─── 제시 자료
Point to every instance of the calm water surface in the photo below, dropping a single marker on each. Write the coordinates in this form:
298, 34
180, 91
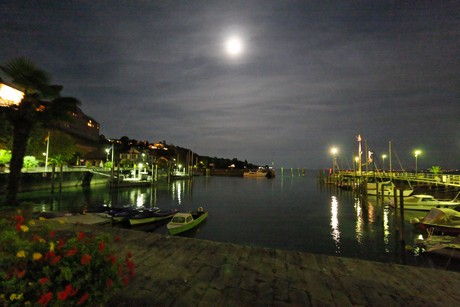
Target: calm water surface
294, 212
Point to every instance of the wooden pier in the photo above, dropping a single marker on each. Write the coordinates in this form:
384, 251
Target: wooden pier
403, 178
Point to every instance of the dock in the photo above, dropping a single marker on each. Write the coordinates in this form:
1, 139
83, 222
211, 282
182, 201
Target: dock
179, 271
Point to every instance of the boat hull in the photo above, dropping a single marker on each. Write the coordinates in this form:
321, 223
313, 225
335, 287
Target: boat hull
151, 217
174, 229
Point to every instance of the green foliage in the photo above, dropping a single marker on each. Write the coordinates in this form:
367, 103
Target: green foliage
30, 162
435, 169
5, 156
40, 266
108, 164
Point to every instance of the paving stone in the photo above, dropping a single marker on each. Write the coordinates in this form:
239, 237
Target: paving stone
179, 271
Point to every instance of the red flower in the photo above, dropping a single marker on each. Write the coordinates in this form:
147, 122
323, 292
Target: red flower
80, 236
101, 246
83, 299
60, 244
20, 273
68, 291
86, 259
112, 259
71, 252
55, 260
45, 298
43, 280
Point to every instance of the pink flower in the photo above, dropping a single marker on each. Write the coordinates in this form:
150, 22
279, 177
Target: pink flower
86, 259
83, 299
80, 236
71, 252
45, 299
68, 291
101, 246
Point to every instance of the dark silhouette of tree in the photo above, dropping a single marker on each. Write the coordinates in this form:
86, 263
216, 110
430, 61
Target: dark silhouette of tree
41, 104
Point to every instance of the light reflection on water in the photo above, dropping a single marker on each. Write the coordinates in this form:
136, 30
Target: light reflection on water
292, 212
335, 232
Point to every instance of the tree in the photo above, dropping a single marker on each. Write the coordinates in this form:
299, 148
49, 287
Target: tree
435, 169
41, 104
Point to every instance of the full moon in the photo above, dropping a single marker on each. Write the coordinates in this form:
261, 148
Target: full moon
234, 46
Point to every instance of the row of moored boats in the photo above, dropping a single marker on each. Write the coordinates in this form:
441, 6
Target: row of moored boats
178, 222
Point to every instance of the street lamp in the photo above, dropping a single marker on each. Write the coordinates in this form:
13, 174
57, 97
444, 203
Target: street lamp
383, 162
334, 151
416, 154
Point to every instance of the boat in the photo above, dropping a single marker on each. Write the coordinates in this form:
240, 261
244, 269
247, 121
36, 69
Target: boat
447, 246
261, 172
182, 222
426, 202
375, 187
124, 214
150, 216
439, 220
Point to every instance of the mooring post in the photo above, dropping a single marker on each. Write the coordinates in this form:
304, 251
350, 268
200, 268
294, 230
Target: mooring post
401, 217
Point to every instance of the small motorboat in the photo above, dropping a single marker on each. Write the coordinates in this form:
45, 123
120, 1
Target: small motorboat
426, 202
447, 246
182, 222
440, 220
124, 214
150, 216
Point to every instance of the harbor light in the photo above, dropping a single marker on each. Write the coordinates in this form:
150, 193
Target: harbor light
334, 152
416, 154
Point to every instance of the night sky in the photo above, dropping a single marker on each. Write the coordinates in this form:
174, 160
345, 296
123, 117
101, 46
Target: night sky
310, 75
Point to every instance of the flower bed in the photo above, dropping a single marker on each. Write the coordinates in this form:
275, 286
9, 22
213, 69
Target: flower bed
42, 266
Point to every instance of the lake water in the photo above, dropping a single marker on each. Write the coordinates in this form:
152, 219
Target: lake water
294, 212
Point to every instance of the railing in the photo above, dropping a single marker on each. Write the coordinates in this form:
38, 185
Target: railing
436, 179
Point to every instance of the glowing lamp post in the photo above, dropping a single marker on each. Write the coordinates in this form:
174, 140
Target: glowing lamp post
416, 154
334, 152
383, 162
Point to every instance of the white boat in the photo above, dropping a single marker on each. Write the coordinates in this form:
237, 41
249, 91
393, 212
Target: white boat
261, 172
427, 202
448, 246
182, 222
──────
학습 목표: 위 자료를 처음부터 끝까지 한 줄도 바꾸지 말고 그대로 다시 적으시오. 사진은 빼고 옮기시오.

풀이 결과:
Point to every instance of the calm water surface in the photo below, dropping a single marker on each. Write the coordinates in this form:
298, 34
180, 91
Target: calm water surface
294, 212
Point to every instance of the wooden pier in the photo above, dropping a single marker on each. Write the coordinates in this form:
384, 251
Target: wooden pier
403, 178
Point to every instance of the dock in the photo above, dropping a single marker on each. Write the coordinates in this form:
1, 139
83, 222
211, 282
182, 201
Target: dock
179, 271
Point to every instance of the boat hull in the photo above, dropping a single marker on each. Write the coordinates in this form:
321, 223
313, 225
335, 287
Target: boat hull
151, 217
174, 229
Point to every instance of the green foliage in the photo above, dropping a single marker on each. Write the coordinates in this form:
367, 103
Target: green foliage
30, 162
435, 169
5, 156
40, 266
108, 164
Point to every instance of the paving stone in the photo above, dropping a single marker on each. Write the coordinates in this form:
239, 237
Target: paving stone
179, 271
Point to every instance of the red flower in the photo above, dropping a single marker on each. Write the coordinates in this form:
147, 122
323, 292
Target: red flower
80, 236
101, 246
83, 299
60, 244
20, 273
68, 291
86, 259
112, 259
71, 252
55, 260
45, 298
43, 280
Point to every instance of the pink flower in the photo above, dropping a single marker on each. Write the coordinates in this form:
150, 22
279, 177
Target: pink flower
86, 259
83, 299
80, 236
71, 252
45, 299
68, 291
101, 246
Point to every instance of the dark silhouette of tree in the photo above, dropping a single marker on each. Write the coordinates in this form:
86, 263
216, 110
430, 61
Target: dark silhouette of tree
41, 104
Point to every instance of the light reflection on water in the photo above, dropping a single marker on each. Write the coordinates in this form:
136, 30
Target: light reflection on water
292, 212
335, 232
Point to every instance of the tree in the photo above, dropping a single marker on each. Write the coordinates in this form:
299, 148
49, 287
Target: tree
435, 169
41, 104
Point to every instance of the full moon in the photo above, dropping a single marker on each. Write the coordinates in this form:
261, 148
Target: full moon
234, 46
Point to every instance of the row of moored boats in the photo above, dropping a single marker on each. Write the coordinates in this form:
441, 6
Target: row of moored boats
178, 222
Point to every instance of the street lamp in the photo above, dropping a single marker on each. Write the coordinates in this form:
13, 174
57, 97
444, 203
Target: street lamp
383, 162
334, 151
416, 154
Point to every instance of the boat in the photo above, dropping a single marker on each. Write the coordinates in this form:
240, 261
244, 269
247, 121
36, 69
Target: boat
447, 246
261, 172
182, 222
426, 202
375, 187
124, 214
150, 216
439, 220
Point to every instance of the mooring post in the photo above, dropping a single marker on each. Write the coordinates in this form:
304, 251
350, 268
200, 268
294, 230
Target: mooring post
401, 217
Point to every instance of the small motorboat in the photo above, dropping a single marker on each. Write the coordinates in this form:
45, 123
120, 1
Target: small motorboat
426, 202
447, 246
182, 222
440, 220
124, 214
150, 216
Point to every instance of the harbor light in the photo above, dropping a single marker on each. Write the coordinates in this form:
150, 193
Target: harbor light
334, 152
416, 154
Point to every instance of the night sky in the photo above, dropping a single marker on each. Write the coordinates in this form:
174, 160
345, 296
123, 117
101, 46
Target: night sky
310, 75
Point to every instance of the flower bed in the photo above, dropping a single marker on each. Write the coordinates in this form:
275, 286
9, 22
213, 69
Target: flower bed
42, 266
Point to every instance of the lake water in the photo above, dropping a single marker on each. Write the coordinates in this form:
152, 219
Target: lake water
294, 212
Point to every instance of the railing in the photo above, dropping a single marker on each. Write the coordinates in this form:
38, 185
Target: railing
436, 179
Point to every instance of the glowing lamp post in the photo above, dropping a single marker on each. Write the coordinates in this form:
174, 140
Target: glowing lamp post
416, 154
334, 152
383, 162
Point to every instance of the white boat in the photo above, dropping a single marker on each. Write the coordinates in this form:
237, 41
249, 91
393, 212
Target: white boat
261, 172
427, 202
448, 246
182, 222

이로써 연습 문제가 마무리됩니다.